--- Records supplied ---

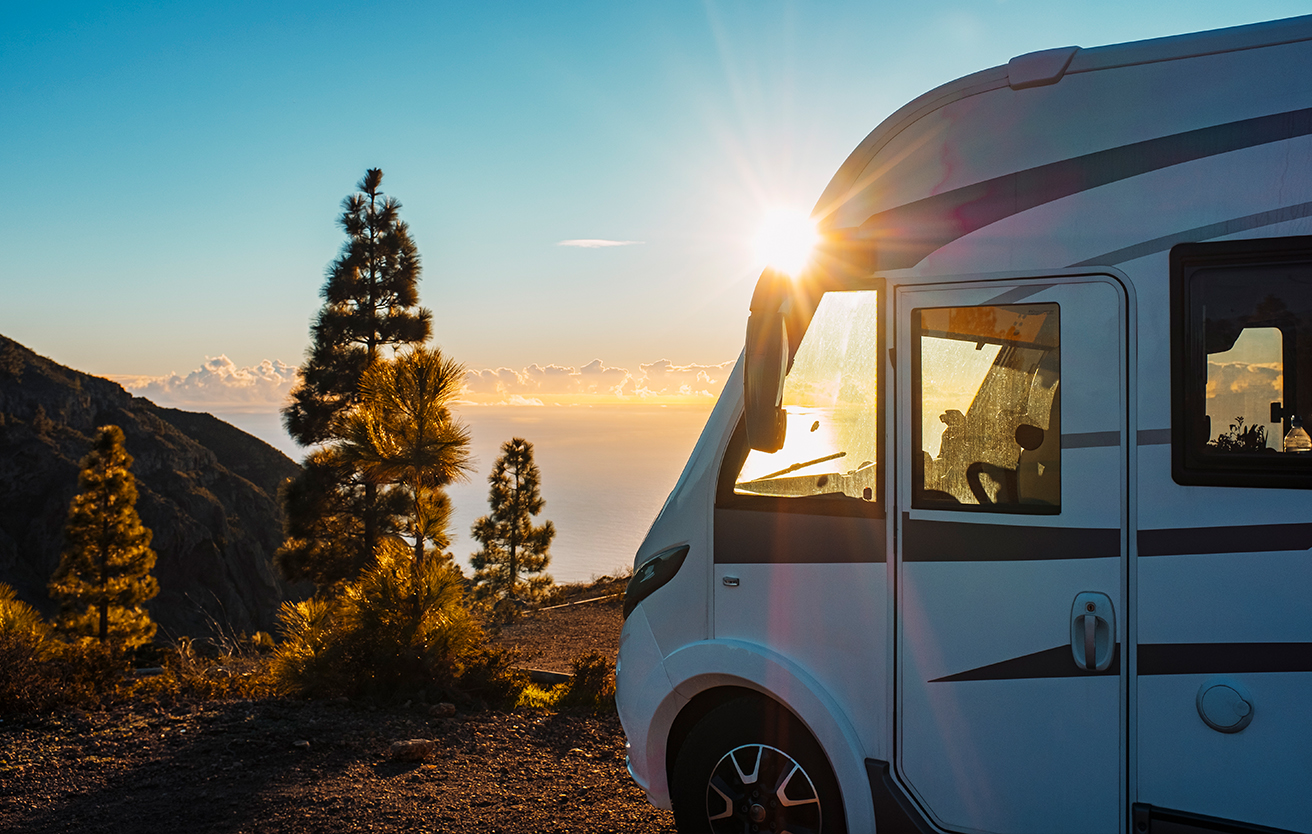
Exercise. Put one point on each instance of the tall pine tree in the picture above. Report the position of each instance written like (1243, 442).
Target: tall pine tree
(403, 433)
(370, 303)
(104, 577)
(512, 544)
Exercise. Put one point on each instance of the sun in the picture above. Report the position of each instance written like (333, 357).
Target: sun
(786, 239)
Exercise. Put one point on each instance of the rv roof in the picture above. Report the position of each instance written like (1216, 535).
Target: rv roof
(1056, 64)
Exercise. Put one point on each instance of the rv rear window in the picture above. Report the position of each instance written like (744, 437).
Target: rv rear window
(1241, 344)
(987, 408)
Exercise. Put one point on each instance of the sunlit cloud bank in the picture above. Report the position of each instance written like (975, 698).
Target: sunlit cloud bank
(221, 386)
(592, 243)
(596, 383)
(218, 384)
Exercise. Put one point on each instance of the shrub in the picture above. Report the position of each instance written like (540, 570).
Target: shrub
(399, 631)
(592, 687)
(21, 622)
(303, 662)
(190, 675)
(59, 675)
(488, 675)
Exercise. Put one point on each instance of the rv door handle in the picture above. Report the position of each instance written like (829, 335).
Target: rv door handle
(1093, 631)
(1090, 641)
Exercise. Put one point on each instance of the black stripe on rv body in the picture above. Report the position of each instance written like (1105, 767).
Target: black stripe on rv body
(905, 235)
(937, 540)
(1243, 539)
(1155, 658)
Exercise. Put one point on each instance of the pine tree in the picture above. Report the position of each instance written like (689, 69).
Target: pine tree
(370, 303)
(512, 544)
(104, 577)
(403, 434)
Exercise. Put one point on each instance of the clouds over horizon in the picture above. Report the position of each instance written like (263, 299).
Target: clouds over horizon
(596, 382)
(219, 384)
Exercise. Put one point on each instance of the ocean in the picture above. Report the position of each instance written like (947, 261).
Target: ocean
(606, 470)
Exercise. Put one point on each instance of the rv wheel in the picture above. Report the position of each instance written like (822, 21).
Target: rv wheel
(749, 766)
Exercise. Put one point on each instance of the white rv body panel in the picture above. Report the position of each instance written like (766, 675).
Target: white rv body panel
(941, 669)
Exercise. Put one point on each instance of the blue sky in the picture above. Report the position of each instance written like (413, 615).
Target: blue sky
(175, 169)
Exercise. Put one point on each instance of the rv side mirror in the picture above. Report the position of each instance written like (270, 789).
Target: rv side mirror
(762, 379)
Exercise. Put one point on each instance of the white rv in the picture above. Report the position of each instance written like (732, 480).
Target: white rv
(1003, 522)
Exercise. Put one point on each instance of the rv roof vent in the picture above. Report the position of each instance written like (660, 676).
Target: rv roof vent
(1039, 68)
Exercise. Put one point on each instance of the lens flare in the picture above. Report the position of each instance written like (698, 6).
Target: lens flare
(786, 240)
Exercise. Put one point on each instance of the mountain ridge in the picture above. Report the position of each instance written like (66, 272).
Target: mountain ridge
(207, 491)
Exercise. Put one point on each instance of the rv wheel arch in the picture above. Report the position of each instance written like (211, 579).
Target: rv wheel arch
(739, 669)
(760, 765)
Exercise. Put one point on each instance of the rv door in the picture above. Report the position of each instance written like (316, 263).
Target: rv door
(1010, 595)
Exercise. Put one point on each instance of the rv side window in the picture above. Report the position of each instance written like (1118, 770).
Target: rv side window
(831, 403)
(1243, 345)
(987, 408)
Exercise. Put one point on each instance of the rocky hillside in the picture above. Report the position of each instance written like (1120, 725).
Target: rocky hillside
(206, 489)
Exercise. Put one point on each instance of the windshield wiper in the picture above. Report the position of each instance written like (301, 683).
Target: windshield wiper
(800, 466)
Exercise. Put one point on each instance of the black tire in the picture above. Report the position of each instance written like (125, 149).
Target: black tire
(751, 766)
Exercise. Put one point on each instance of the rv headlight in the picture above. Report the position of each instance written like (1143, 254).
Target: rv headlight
(786, 241)
(651, 575)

---

• **The problem**: Where a record holds a picture, leave the picture out and restate the rest word for word.

• **Response to this exercise**:
Exercise. Put one point on each instance of the tall pine tree in the picture above. Report the position of each instance written like (1243, 442).
Target: tall pine tree
(403, 433)
(370, 303)
(104, 577)
(512, 544)
Exercise. Put one point on each instance of the sun in the picture above. Report the position of each instance written like (333, 357).
Target: sun
(786, 239)
Exercise. Put one point on each instance of the rv roof in the picture above. Report the position of each instance written like (1216, 535).
Target: rv roof
(1056, 64)
Exercise. Put one point on each instance of the rv rear window in the picture above. Report the position of each instance written like (744, 437).
Target: rv rear window
(1241, 344)
(987, 408)
Exercise. Put one point on each instance of the sunlit cloud bank in the picture above. Report the position of each instance written like (975, 698).
Target: sunlit cloud bank
(221, 386)
(592, 243)
(596, 383)
(218, 384)
Exercise. Put one point on each instance of the shrub in the picture above. Report the position of each instance written like (540, 570).
Target: shrub
(399, 631)
(592, 687)
(21, 622)
(303, 662)
(190, 675)
(59, 675)
(488, 675)
Exercise. Put one point on each instance of the rv door handle in the picture above. Report the position of each instance written like (829, 335).
Target: rv door handle
(1093, 631)
(1090, 641)
Exercise. Put one point on each instance of the black stripe on rv body in the picture above. Report the position of each instance written like (1105, 767).
Target: black stripe on rv body
(905, 235)
(937, 540)
(1243, 539)
(1155, 658)
Exercise. Put one point on each instance of the pine tree in the picture above. Report the position of each instance written like (689, 69).
Target: pine tree
(370, 303)
(512, 544)
(104, 577)
(403, 434)
Exercise. Put one point on each instance of the clouds over horizon in the picture above. Report the position of each instance written like (263, 299).
Target: clouds over horizon
(596, 382)
(219, 384)
Exercise. Put one point on each instance of the ocean in the picture above. Report the position of each instance written like (947, 261).
Target: ocean
(606, 470)
Exercise. Put one point on each instance of the rv wheel in the picture above. Report the position of each instance written like (822, 21).
Target: rv wheel
(749, 766)
Exercise. Put one point on each instance of the white rv body panel in the picture above. Report the position of each instance written like (766, 675).
Target: white rv body panel
(941, 669)
Exercise. Put one point on each instance of the blue sky in the picture above. Report the position of each instance written like (413, 615).
Target: blue sky
(175, 169)
Exercise. Put one point on each instance of the rv side mirror in the picture above. Report the position of each instance written like (270, 789).
Target: rv side mirror
(762, 379)
Exercise. Put one point on each instance of the white rv in the picture above. Report the position of each instance written like (732, 480).
Target: white rv
(1003, 522)
Exercise. Put one point on each instance of the rv roof vent in the picture above. Report the position of each instance written like (660, 676).
Target: rv roof vent
(1039, 68)
Exercise. Put one point on each instance of the lens flare in the picture above. Report the position of each instance written like (698, 6).
Target: lens flare
(786, 240)
Exercise. Put one point on each instance of the mountain ridge in the picture above. Report the position of each instance written like (66, 272).
Target: mountain ridge
(207, 491)
Exercise. Put one point on each instance of the rv wheel arch in the picture above. Report the position of each instance written like (211, 579).
Target: rv wheel arch
(739, 669)
(760, 765)
Exercise. Put one point on each instance of the rv door in the picture above. Report the position of each instance written like (316, 263).
Target: rv door
(1010, 595)
Exercise. Put one point on each instance of the rv side window in the picture above. Report the position of each instance written like (1118, 770).
Target: rv side window
(831, 403)
(1243, 345)
(987, 408)
Exercise. Put one point on each instance of the rocky hillside in the picture above. Report the position of each instance written like (1120, 725).
Target: rocky hillside
(206, 489)
Exercise. Put one point on each instance of the windshield wiper in the picture above. Report the position of each instance written like (301, 683).
Target: windshield wiper
(800, 466)
Exercise. Put one point on each instance of the black tire in the picture above. Report the position of each instance written like (125, 149).
Target: black tire
(751, 766)
Exercise. Put one point on each instance of the rv headlight in the picture above. Report the position of each instance written like (1143, 254).
Target: rv headlight
(786, 241)
(651, 575)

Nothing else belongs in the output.